Print word for word the passage of the procurement intake article below that opens with the words containing "The Great Intake" and closes with "any UX awards.".

- Page excerpt -

· · · · · · ·

TL;DR
- Procurement intake failure has become widespread because intake tools only capture requests—they don’t fulfill them, leaving business users stranded.
- Nearly 40% of indirect spend is non-catalog, meaning intake systems gloss over the most complex, non-standard purchases.
- Users submit requests, wait with no progress, then bypass procurement entirely—driving maverick spend, lost visibility, and poor stakeholder satisfaction.
- Guided buying and assistive AI haven’t solved the core issue: they route requests but can’t execute the sourcing and purchasing work behind them.
- The real fix requires agentic AI that can autonomously source, evaluate, negotiate, and move non-catalog requests to completion.
- Zycus Merlin ANA closes the intake-to-outcome gap by turning requests into completed purchases, not abandoned tickets.
How intake management became the biggest overpromise in procurement tech, and left business users holding the bag.
Let’s call it what it is.
2025 will go down as the year procurement leaders got sold a beautiful dream. The pitch was seductive: deploy an intake management layer, give your business users a “modern front door” to procurement, and watch compliance soar.
Thousands of organizations bought in. Millions were spent. And now, halfway through the implementation cycle, an uncomfortable truth is emerging.
That front door? It opens to a wall.
The Great Intake Overcorrection
Somewhere along the way, the procurement tech industry decided that the real problem was the request experience. Too clunky. Too many forms. Too much friction.
Fair enough. Legacy procurement systems aren’t winning any UX awards.
So vendors built slick intake portals. Consumer-grade interfaces. Slack integrations. AI-powered routing. Everything is designed to make submitting a request feel effortless.
And it worked. Business users actually started using the system.
Then they waited. And waited. And eventually gave up.
Because here’s what nobody mentioned in the sales deck: capturing a request and fulfilling a request are two very different things. Intake solved the first. It did nothing for the second.
Spend Matters put it bluntly in their 2025 market analysis: organizations “stop there without addressing the complexity of the workflows on the other end.” The intake tool became a beautifully designed cul-de-sac.
Read more: Intake-to-Abandonment: The Hidden Failure Mode CPOs Aren’t Talking About
The 40% Problem That Got Swept Under the Rug
Here’s the math that should have killed the intake-as-panacea narrative before it started.
McKinsey research shows indirect spend can hit 15-18% of revenue in many industries. Of that, roughly 40% flows through spot buying and non-cataloged purchases—one-off needs that don’t fit neatly into any pre-negotiated contract or supplier catalog.
That’s not a rounding error. That’s a massive chunk of everyday business purchasing.
When the marketing team needs a last-minute event photographer. When facilities need an emergency plumber. When IT needs a niche SaaS tool for a three-month pilot, none of this exists in a catalog. None of it has pre-approved pricing. None of it fits the guided buying paradigm.
The Hackett Group’s research confirms it: these purchases are “too small to go through procurement and not frequent enough to be included in cataloged systems.”

· · · · · · ·

- Provided data -

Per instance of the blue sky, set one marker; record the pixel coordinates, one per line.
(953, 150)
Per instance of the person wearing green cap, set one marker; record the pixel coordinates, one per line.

· · · · · · ·

- Output for this task -
The Great Intake Overcorrection
Somewhere along the way, the procurement tech industry decided that the real problem was the request experience. Too clunky. Too many forms. Too much friction.
Fair enough. Legacy procurement systems aren’t winning any UX awards.